• [Pasaje mostrado]
┄┄┄┄┄┄
El trabajo invisible

Verónica Vega

HAVANA TIMES — Cómo no recordar cuando mi madre murmuraba, con desaliento: “tengo unas ganas de sentarme…” Ese cansancio milenario que produce el permanecer muchas horas de pie frente al lavadero, con la escoba en la mano, ante el tiránico fogón.

Trabajo que nadie ve sino con la ausencia del ama de casa, porque la funcionalidad y el orden parecen automáticos, preestablecidos.

Qué difícil es dar sentido a esa labor paciente que arrasa vidas enteras en el anonimato. El orden devuelto a la ropa tirada o sucia, el piso polvoriento, la vajilla grasienta. Quitar la costra de jabón en el baño, con salfumán las marcas del detritus, el olor a limpio de las sábanas, la pulcritud del calcañal en las medias que sólo se logra friccionando mano contra mano. En los bolsillos de un pantalón, el cuello o las axilas de una camisa que hay que frotar con ahínco.

Cada detalle que sustenta el confort del marido y de los hijos. Después, de los nietos. Los ritos despreciados donde reposa tanta seguridad y sosiego. Incluso las mujeres empleadas al llegar exhaustas a sus casas, encuentran intacto este rol, esperando por ellas.

Luego, en la noche, cuando el cansancio ha convertido el cuerpo en plomo, el hombre exige su cuota de placer y de poder.
┄┄┄┄┄┄
• [Extracto de datos]

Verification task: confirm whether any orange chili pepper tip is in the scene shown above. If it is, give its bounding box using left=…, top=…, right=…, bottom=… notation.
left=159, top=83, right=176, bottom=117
┄┄┄┄┄┄
• [Acción requerida] Por favor, devuelve sin cambios el fragmento del texto sobre el trabajo invisible que comienza en "El trabajo invisible" y termina en "frotar con ahínco.". Los datos no guardan relación con el texto sobre el trabajo invisible.

• [Respuesta al ejercicio]
El trabajo invisible

Verónica Vega

HAVANA TIMES — Cómo no recordar cuando mi madre murmuraba, con desaliento: “tengo unas ganas de sentarme…” Ese cansancio milenario que produce el permanecer muchas horas de pie frente al lavadero, con la escoba en la mano, ante el tiránico fogón.

Trabajo que nadie ve sino con la ausencia del ama de casa, porque la funcionalidad y el orden parecen automáticos, preestablecidos.

Qué difícil es dar sentido a esa labor paciente que arrasa vidas enteras en el anonimato. El orden devuelto a la ropa tirada o sucia, el piso polvoriento, la vajilla grasienta. Quitar la costra de jabón en el baño, con salfumán las marcas del detritus, el olor a limpio de las sábanas, la pulcritud del calcañal en las medias que sólo se logra friccionando mano contra mano. En los bolsillos de un pantalón, el cuello o las axilas de una camisa que hay que frotar con ahínco.